[Records excerpted from a collection]
────────

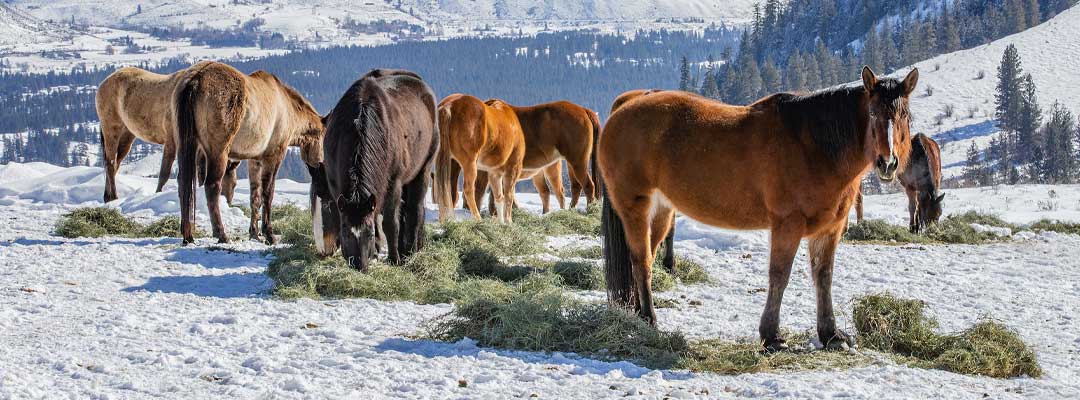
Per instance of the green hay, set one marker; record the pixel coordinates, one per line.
(898, 325)
(95, 223)
(1055, 226)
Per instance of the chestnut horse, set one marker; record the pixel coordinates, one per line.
(228, 115)
(921, 180)
(553, 132)
(381, 140)
(790, 163)
(480, 136)
(136, 103)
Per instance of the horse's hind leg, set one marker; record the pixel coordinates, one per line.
(636, 224)
(822, 253)
(554, 176)
(541, 184)
(268, 175)
(111, 138)
(167, 157)
(216, 163)
(784, 241)
(255, 180)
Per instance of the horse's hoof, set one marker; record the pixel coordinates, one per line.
(838, 341)
(775, 345)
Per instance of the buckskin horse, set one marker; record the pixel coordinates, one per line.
(136, 103)
(381, 141)
(228, 115)
(553, 132)
(921, 180)
(790, 163)
(480, 136)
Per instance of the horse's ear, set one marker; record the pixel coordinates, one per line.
(869, 79)
(910, 81)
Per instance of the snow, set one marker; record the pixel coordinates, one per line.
(143, 318)
(1045, 52)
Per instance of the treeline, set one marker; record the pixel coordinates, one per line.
(807, 44)
(585, 67)
(1027, 149)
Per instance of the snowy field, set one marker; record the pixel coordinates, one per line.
(120, 318)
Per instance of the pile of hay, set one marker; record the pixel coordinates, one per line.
(100, 222)
(901, 327)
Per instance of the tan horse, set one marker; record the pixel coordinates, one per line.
(788, 163)
(553, 132)
(480, 136)
(228, 115)
(136, 103)
(921, 180)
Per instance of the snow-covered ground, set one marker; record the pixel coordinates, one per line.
(966, 80)
(146, 318)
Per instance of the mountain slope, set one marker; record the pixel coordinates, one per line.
(1049, 52)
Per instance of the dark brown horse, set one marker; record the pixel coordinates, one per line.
(921, 180)
(381, 141)
(227, 116)
(788, 163)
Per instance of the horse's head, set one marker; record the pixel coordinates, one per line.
(889, 120)
(929, 209)
(325, 220)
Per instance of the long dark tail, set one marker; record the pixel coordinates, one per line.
(597, 178)
(187, 156)
(618, 269)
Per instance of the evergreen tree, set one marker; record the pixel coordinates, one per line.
(1028, 120)
(684, 75)
(1008, 96)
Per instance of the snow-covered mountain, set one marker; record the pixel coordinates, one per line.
(18, 28)
(966, 81)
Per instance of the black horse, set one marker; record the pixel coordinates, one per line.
(380, 143)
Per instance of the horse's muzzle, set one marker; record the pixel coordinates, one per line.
(887, 170)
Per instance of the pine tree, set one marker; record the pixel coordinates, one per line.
(1028, 120)
(1008, 96)
(684, 75)
(770, 78)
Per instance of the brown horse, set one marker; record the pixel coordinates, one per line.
(478, 135)
(553, 132)
(136, 103)
(228, 115)
(788, 163)
(921, 180)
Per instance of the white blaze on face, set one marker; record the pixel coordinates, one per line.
(318, 226)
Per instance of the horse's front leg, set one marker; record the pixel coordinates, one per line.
(822, 253)
(255, 181)
(391, 224)
(268, 174)
(784, 241)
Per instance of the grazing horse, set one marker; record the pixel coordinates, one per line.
(790, 163)
(136, 103)
(553, 132)
(480, 136)
(381, 141)
(921, 180)
(228, 115)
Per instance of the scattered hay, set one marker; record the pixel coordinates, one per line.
(1055, 226)
(99, 222)
(898, 325)
(95, 223)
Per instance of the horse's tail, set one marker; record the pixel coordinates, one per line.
(187, 151)
(618, 270)
(597, 178)
(443, 185)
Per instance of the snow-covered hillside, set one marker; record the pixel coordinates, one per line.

────────

> Directions
Without carrying over any picture, retype the records above word for word.

> Reply to the task
Per instance of the green hay, set one marker; record the pixel coordinates, one per line.
(898, 325)
(95, 223)
(1055, 226)
Per instance of the chestnut horse, set one marker; record the pixel coordinates, one per line.
(228, 115)
(921, 180)
(553, 132)
(381, 140)
(790, 163)
(480, 136)
(136, 103)
Per instance of the horse's hind leg, set one marker; record the pixel coordinates, one per line.
(636, 224)
(822, 253)
(554, 176)
(541, 184)
(268, 175)
(111, 138)
(167, 157)
(216, 163)
(784, 241)
(255, 180)
Per instance of the horse's hoof, set one marker; record the pixel coordinates, one per line.
(838, 341)
(775, 345)
Per instance of the buckskin horse, set one marker; record the pixel coordinates, one per line.
(136, 103)
(381, 141)
(228, 115)
(553, 132)
(921, 180)
(790, 163)
(480, 136)
Per instance of the horse's ear, set one marker; record the pixel coordinates, one per line.
(869, 79)
(910, 81)
Per instance of the snow, set one marker; record the pixel coordinates, one per line.
(143, 318)
(1045, 52)
Per instance of the treeline, set one marker; record the pixel coordinates, one per line.
(807, 44)
(585, 67)
(1027, 149)
Per instance of the snowy field, set one marker; record the pixel coordinates, one per line.
(120, 318)
Per instance of the pile of hay, set one marker; record the pixel coordinates, one per line.
(100, 222)
(901, 327)
Per instance of the tan horse, set one marker; record the pixel coordinates, one per line.
(788, 163)
(553, 132)
(480, 136)
(228, 115)
(136, 103)
(921, 180)
Per instance of the snow-covered ground, set one marker; record the pixel coordinates, one per line.
(966, 80)
(146, 318)
Per instance of the mountain slope, set one marker; record the pixel coordinates, one per line.
(1049, 52)
Per instance of the dark brown horse, set one marker; record the pixel coordinates, one per line.
(921, 180)
(381, 141)
(227, 116)
(788, 163)
Per instance of the horse's head, set one marker; record the pixel coordinates, one per line.
(889, 120)
(929, 209)
(325, 220)
Per instance of the long dark tail, set one marker; record the pixel coordinates, one per line.
(597, 178)
(187, 156)
(618, 269)
Per instance of the evergreen tree, set one marker; record the pixel coordinates, one per line.
(1028, 120)
(684, 75)
(1008, 96)
Per instance of the snow-covered mountain, set one marker; record the pixel coordinates, one per line.
(18, 28)
(966, 81)
Per instance of the black horse, set one marker; record the pixel coordinates, one per line.
(380, 143)
Per instance of the horse's muzzle, set one marker; record the pixel coordinates, one per line.
(887, 170)
Per instance of the pine tree, set one marker; record the pixel coordinates, one per line.
(1028, 120)
(1008, 96)
(684, 75)
(770, 78)
Per instance of the brown horse, set one marker; record the pixel coordinates, one per line.
(478, 135)
(553, 132)
(136, 103)
(228, 115)
(788, 163)
(921, 180)
Per instance of the white blaze on face, set one marker; record the pixel coordinates, one per line.
(318, 226)
Per instance of the horse's front leg, set one marker; record the pixel coordinates, one per line.
(822, 253)
(255, 181)
(391, 224)
(268, 174)
(784, 241)
Per instance of the grazing horse, set one marker; record the pixel coordinates, one per line.
(790, 163)
(136, 103)
(553, 132)
(480, 136)
(381, 141)
(921, 180)
(228, 115)
Per instance of the scattered hay, set one marker; record the pixel coordinates, one per line.
(1055, 226)
(99, 222)
(898, 325)
(95, 223)
Per instance of the horse's tail, set one marker; record the pixel coordinates, one per line.
(187, 151)
(618, 270)
(597, 178)
(443, 185)
Per instance of the snow-covered hillside, set one marker; record the pixel coordinates, one per line.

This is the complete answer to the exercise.